(INFORMATION SUPPLIED Opens)

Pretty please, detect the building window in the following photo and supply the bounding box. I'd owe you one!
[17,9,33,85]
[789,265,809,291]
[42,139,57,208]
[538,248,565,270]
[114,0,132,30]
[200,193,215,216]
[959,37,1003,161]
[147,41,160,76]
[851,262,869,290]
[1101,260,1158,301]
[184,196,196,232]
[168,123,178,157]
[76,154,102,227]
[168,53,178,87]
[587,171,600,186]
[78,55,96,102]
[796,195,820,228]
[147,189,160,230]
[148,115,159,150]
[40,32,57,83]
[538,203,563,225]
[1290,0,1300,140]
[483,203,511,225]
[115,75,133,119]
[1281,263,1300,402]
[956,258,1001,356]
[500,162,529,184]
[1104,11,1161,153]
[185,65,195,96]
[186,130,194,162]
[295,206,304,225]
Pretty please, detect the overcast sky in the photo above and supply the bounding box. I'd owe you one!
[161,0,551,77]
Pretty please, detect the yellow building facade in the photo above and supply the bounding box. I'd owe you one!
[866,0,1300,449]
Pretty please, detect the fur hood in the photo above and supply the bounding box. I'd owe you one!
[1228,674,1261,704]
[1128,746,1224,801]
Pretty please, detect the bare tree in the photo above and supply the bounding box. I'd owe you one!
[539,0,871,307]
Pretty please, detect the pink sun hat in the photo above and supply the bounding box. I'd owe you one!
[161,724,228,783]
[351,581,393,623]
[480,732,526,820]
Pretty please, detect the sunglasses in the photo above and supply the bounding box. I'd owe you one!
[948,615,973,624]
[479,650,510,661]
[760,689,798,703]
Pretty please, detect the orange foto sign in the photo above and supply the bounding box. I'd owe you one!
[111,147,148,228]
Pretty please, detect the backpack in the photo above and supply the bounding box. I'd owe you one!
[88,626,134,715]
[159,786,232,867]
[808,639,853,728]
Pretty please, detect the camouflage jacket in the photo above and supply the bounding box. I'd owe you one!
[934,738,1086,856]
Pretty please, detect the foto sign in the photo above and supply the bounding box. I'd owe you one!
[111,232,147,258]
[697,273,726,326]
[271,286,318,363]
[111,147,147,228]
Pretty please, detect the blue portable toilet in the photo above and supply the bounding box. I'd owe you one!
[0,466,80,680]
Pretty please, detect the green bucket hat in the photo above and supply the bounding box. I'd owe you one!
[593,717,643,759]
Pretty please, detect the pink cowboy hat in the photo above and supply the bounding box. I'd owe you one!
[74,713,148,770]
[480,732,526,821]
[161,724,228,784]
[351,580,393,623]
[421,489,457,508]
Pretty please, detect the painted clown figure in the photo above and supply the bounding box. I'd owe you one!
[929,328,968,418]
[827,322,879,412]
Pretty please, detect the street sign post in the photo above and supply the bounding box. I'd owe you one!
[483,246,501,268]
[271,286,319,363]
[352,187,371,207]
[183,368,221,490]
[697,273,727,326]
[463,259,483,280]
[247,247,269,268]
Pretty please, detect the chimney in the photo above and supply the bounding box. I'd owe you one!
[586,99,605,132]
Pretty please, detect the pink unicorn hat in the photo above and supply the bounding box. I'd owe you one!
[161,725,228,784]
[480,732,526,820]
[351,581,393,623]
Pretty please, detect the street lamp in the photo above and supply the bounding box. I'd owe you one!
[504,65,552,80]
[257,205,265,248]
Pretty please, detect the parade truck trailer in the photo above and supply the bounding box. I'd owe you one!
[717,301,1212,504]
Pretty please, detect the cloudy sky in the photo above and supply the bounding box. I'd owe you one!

(INFORMATION SUPPLIED Closes)

Starting at the line with "Pretty please, detect the parade", retype each line through the final one in the data above, unchanged and with nothing added.

Pretty please, detect the parade truck trailer in the photo above and supply the bounding box. I'd owe you one!
[717,301,1212,504]
Pretty please, detect the cloudy sky in the photo above and supply the bounding box. I'd owe you one!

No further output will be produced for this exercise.